- [Requirement]:
Please count the lines in the records below that contain the string "pier", treating uppercase and lowercase as different. Give only the number.

- [Records to process]:

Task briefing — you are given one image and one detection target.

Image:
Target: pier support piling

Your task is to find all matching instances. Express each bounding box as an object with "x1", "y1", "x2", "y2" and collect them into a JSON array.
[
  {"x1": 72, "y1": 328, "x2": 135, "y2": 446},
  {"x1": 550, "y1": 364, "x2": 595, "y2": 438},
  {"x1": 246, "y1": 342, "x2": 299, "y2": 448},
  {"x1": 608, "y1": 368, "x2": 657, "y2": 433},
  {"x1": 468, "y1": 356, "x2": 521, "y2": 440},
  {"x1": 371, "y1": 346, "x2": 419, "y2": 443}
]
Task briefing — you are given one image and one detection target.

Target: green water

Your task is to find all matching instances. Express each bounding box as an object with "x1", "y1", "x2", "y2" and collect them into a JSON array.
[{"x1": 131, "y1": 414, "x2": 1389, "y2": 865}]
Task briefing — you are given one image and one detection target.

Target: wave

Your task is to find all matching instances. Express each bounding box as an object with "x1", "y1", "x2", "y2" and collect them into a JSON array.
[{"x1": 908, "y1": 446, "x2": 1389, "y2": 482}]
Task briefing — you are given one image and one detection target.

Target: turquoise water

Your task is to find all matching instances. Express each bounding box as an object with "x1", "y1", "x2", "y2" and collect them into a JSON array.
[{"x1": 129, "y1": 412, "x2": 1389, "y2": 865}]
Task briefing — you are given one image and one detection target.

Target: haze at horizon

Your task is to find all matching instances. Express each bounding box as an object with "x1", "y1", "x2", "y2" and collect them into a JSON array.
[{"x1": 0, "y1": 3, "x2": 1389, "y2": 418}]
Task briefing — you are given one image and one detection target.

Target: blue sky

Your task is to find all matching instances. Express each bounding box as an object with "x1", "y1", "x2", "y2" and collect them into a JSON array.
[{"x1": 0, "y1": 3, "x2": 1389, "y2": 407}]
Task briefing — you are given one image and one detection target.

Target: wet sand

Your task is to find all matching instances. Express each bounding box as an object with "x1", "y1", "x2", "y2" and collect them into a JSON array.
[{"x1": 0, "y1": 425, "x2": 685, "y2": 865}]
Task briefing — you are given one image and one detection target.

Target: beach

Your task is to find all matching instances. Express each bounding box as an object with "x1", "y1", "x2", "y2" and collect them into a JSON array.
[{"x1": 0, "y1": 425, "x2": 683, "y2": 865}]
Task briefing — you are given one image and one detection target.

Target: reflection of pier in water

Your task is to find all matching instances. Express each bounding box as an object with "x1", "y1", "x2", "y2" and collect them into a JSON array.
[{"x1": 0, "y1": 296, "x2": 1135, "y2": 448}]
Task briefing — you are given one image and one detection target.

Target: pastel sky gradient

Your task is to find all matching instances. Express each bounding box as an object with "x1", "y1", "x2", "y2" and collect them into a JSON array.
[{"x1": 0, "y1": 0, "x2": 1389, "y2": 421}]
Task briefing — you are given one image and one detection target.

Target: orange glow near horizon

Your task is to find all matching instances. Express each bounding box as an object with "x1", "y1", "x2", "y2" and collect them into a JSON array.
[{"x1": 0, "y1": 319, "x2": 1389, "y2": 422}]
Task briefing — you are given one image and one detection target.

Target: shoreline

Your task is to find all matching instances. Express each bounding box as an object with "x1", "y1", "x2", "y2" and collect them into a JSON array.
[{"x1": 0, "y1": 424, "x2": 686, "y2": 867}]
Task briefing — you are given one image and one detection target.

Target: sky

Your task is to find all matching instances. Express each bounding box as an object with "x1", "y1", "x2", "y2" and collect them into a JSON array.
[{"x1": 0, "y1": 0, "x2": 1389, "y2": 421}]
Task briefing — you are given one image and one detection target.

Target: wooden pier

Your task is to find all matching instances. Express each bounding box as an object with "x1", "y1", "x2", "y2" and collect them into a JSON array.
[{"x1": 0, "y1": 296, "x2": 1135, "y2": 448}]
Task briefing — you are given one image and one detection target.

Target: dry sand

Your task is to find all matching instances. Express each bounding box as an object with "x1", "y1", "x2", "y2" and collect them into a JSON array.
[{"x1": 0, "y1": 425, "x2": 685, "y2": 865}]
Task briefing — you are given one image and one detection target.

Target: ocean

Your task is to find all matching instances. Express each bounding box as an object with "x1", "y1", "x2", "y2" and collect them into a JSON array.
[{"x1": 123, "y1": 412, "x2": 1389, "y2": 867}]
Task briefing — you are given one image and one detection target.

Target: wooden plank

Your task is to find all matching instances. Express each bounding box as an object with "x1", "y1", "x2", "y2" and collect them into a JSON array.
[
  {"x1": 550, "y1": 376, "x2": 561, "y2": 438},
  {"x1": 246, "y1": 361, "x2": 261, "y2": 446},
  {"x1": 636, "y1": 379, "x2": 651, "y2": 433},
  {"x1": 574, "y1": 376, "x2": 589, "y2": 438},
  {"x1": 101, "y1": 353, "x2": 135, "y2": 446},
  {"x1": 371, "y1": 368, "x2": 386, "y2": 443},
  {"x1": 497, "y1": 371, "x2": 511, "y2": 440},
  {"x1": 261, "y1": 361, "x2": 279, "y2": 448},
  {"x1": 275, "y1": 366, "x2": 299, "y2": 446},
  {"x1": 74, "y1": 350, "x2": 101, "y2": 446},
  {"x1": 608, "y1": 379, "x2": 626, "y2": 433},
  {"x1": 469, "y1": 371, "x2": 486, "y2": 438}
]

- [Solution for this problem]:
3